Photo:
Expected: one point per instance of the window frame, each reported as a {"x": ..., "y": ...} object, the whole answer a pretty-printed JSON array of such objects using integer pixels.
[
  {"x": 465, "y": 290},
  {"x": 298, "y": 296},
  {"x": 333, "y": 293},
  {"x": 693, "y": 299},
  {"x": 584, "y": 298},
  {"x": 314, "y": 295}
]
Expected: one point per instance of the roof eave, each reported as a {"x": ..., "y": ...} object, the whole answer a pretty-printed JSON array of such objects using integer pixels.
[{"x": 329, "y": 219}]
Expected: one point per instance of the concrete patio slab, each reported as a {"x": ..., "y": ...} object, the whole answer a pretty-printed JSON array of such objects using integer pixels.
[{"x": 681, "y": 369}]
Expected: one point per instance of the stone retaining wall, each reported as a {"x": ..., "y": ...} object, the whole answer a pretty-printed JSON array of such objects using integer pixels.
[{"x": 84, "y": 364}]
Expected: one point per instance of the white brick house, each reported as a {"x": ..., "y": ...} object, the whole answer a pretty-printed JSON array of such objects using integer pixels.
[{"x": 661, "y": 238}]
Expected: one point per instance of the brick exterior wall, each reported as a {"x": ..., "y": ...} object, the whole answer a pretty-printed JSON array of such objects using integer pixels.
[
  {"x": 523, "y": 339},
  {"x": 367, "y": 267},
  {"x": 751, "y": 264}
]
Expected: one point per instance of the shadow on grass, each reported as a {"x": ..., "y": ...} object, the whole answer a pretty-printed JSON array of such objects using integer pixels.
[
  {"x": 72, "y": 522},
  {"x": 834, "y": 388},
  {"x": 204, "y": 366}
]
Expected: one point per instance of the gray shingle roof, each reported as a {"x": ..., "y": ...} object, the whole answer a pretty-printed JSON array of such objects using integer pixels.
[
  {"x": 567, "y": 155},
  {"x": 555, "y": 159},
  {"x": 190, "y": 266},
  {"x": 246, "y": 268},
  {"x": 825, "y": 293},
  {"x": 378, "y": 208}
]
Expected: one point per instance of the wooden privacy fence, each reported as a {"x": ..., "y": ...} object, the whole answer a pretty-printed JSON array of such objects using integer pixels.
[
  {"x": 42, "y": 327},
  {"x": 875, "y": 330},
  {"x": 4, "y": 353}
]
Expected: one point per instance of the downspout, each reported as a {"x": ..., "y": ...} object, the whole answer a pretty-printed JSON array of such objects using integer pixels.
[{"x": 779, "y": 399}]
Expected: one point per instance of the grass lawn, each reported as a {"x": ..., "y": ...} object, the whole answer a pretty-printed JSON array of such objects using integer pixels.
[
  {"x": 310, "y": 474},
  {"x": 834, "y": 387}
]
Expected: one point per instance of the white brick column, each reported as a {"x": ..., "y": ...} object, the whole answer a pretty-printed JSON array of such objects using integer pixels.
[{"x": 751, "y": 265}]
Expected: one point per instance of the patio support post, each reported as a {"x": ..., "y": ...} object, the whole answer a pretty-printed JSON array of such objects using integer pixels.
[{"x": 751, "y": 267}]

-*-

* _PROBLEM STATEMENT_
Reproduce verbatim the stretch of items above from the line containing "Expected: one point per instance of the white brick column, each" through the end of the items, both ends included.

* _ANSWER TO THIS TASK_
Expected: one point per instance of the white brick column, each reported as a {"x": ..., "y": ...} object, the whole answer a pretty-printed JSON array of such objects using integer pixels.
[{"x": 751, "y": 265}]
Expected: one point per instance of the patio support post, each reported as a {"x": ..., "y": ...} object, the whole answer a pretty-printed JSON array of such objects using integer pixels.
[{"x": 751, "y": 267}]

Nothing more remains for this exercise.